PASSAGE GIVEN.

How to Read Odds: 3 Formats, 1 Skill That Changes Everything
How to read odds in 3 formats with 7 worked examples. American, decimal, and fractional odds explained so you never misread a line again.
A -110 line costs you $110 to win $100. A +300 line pays $300 on a $100 stake. Decimal 2.50 means your total return is 2.5x your bet. These are three ways of saying the same thing: price. Learning how to read odds is the single most important skill in sports betting, prediction markets, and event contracts. Every calculation you will ever run (expected value, Kelly sizing, vig extraction) starts with reading the number in front of you correctly.
This guide breaks down three odds formats with worked examples, conversion formulas, and the implied probability math hiding behind every line. If you want the full conversion toolkit, the odds converter guide covers every formula. This article focuses on reading and interpreting what the numbers actually mean.
How to Read American Odds
American odds are the default format on US sportsbooks like DraftKings and FanDuel. They revolve around $100.
Negative odds (-150): The amount you must risk to win $100 profit. Positive odds (+200): The amount you win on a $100 risk.
The minus sign means favorite. The plus sign means underdog. The number tells you the price.
Worked example: -150 favorite
You bet $150 to win $100. If the bet wins, you get back $250 total ($150 stake + $100 profit). Your profit margin on the risk is 66.7%.

(Some records)
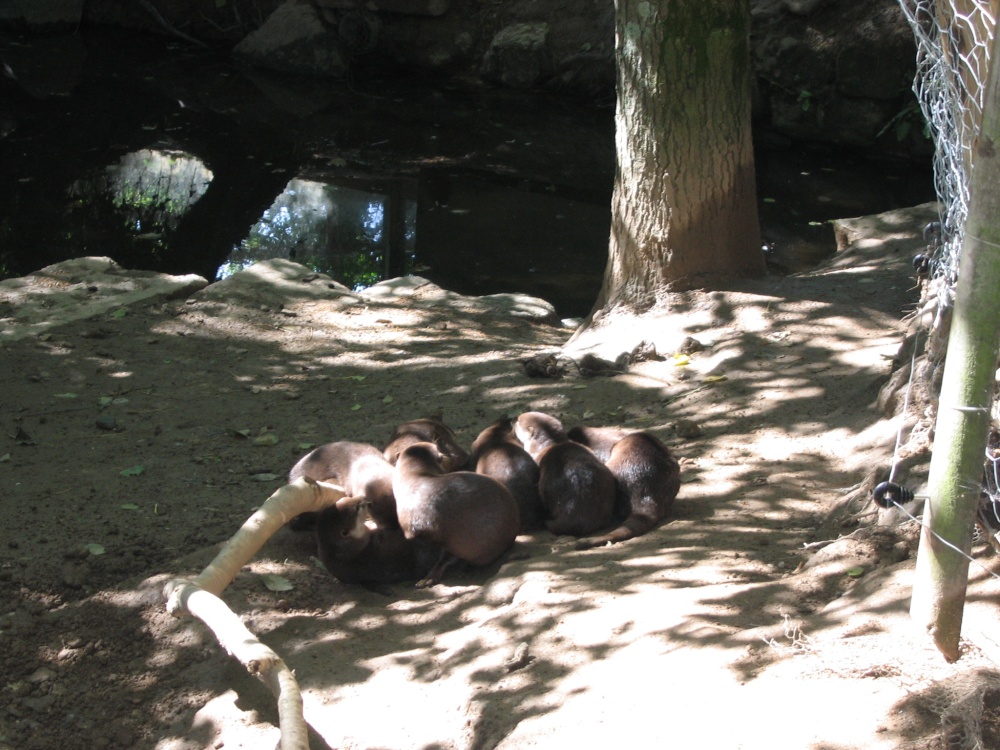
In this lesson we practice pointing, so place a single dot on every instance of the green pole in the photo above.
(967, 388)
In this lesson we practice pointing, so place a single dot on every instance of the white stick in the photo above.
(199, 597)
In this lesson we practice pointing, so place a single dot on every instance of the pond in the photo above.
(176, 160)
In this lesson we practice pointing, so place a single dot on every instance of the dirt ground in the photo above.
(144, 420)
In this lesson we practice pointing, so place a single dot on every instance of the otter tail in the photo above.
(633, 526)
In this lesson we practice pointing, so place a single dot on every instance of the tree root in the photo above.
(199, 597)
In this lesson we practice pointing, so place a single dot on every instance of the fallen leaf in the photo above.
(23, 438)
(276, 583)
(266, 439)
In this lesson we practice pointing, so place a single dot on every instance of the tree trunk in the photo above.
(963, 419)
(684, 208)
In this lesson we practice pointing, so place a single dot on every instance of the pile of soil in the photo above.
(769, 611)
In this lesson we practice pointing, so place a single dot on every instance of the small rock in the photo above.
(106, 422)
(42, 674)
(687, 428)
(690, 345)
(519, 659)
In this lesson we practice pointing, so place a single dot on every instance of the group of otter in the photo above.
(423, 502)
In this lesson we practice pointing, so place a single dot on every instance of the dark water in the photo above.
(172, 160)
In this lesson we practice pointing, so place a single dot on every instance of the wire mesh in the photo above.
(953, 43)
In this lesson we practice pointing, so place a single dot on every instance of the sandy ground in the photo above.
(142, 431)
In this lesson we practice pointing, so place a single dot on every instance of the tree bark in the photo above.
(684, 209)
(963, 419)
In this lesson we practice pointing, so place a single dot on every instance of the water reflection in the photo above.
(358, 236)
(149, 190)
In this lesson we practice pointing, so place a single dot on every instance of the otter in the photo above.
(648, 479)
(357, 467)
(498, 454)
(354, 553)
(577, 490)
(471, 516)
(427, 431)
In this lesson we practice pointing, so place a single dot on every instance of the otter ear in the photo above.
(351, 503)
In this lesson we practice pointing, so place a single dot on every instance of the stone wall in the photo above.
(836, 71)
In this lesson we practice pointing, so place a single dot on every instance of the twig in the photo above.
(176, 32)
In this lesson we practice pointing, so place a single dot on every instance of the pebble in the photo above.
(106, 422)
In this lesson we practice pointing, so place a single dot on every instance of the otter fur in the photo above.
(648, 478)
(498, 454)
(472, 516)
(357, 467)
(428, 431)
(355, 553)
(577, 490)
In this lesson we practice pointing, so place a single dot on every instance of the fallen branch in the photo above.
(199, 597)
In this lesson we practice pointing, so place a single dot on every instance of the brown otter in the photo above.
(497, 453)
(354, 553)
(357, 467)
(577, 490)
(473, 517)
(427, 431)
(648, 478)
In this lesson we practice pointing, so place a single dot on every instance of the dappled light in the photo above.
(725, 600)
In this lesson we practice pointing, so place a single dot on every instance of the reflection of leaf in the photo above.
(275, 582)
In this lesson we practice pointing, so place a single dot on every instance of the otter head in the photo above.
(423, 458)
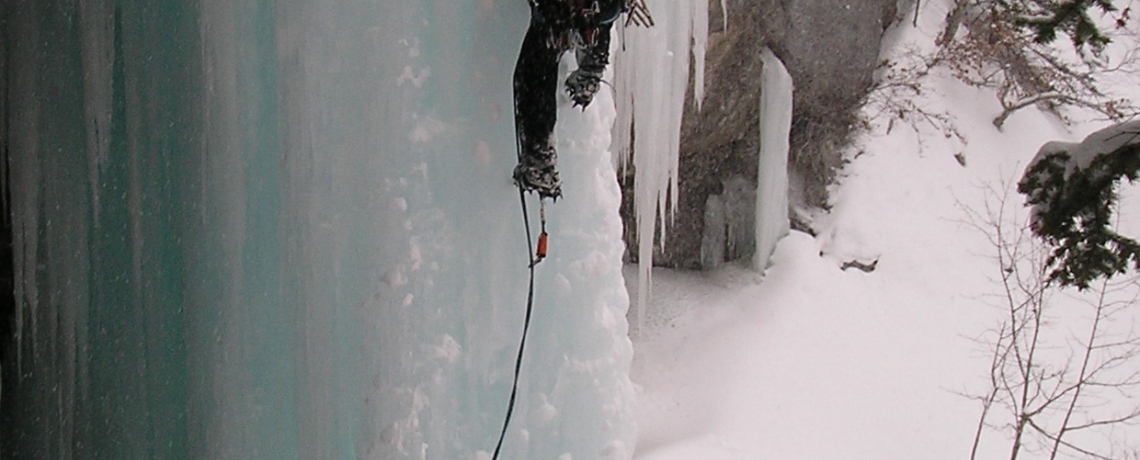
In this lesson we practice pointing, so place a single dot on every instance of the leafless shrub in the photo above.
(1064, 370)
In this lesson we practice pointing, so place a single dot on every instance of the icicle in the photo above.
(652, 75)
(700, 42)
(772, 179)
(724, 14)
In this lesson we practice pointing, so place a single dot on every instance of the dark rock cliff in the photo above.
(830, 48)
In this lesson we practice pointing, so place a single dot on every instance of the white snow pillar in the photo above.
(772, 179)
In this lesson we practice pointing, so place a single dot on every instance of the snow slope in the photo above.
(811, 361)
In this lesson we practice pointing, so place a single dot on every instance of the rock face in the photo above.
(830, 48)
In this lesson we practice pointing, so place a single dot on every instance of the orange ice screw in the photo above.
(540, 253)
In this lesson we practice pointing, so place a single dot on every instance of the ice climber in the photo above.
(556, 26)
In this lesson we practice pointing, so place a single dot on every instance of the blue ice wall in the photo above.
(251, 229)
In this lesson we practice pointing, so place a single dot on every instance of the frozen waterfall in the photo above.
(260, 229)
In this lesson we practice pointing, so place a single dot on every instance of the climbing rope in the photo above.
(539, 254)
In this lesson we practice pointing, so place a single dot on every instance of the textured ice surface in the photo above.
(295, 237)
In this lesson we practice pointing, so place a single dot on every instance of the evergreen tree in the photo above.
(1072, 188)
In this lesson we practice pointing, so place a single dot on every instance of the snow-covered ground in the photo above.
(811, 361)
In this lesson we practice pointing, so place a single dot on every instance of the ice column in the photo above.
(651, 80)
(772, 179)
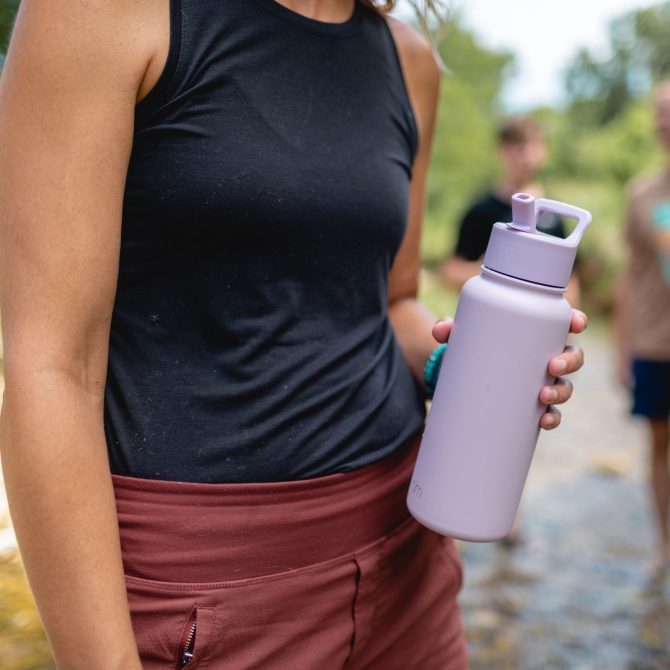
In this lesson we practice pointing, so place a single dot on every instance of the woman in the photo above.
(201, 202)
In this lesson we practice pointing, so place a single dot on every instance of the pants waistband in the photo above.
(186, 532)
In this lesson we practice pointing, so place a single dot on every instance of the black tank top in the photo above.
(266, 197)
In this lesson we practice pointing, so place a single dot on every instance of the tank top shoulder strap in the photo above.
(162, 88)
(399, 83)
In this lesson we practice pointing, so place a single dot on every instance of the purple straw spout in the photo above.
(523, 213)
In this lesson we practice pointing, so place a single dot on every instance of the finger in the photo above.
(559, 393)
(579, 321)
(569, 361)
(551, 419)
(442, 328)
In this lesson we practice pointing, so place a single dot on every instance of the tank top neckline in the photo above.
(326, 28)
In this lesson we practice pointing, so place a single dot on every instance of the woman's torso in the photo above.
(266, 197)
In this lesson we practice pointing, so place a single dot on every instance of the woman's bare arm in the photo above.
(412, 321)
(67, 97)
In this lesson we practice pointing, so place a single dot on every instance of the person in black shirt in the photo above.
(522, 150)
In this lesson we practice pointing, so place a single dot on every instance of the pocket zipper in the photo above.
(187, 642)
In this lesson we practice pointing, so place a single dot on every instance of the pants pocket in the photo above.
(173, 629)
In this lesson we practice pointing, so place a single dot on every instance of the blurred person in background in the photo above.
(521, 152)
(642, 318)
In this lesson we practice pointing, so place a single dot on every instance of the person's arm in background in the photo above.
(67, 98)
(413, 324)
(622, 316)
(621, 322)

SET TASKS.
a) In the odds guide, what does a plus sign in American odds indicate?
b) Please retype the odds guide between "This guide breaks" and "you the price.", inclusive.
c) Why does the odds guide call reading odds the single most important skill in sports betting, prediction markets, and event contracts?

TASK ANSWERS.
a) A plus sign means the underdog.

b)
This guide breaks down three odds formats with worked examples, conversion formulas, and the implied probability math hiding behind every line. If you want the full conversion toolkit, the odds converter guide covers every formula. This article focuses on reading and interpreting what the numbers actually mean.
How to Read American Odds
American odds are the default format on US sportsbooks like DraftKings and FanDuel. They revolve around $100.
Negative odds (-150): The amount you must risk to win $100 profit. Positive odds (+200): The amount you win on a $100 risk.
The minus sign means favorite. The plus sign means underdog. The number tells you the price.

c) Every calculation you will ever run starts with reading the number in front of you correctly. That includes expected value, Kelly sizing, and vig extraction.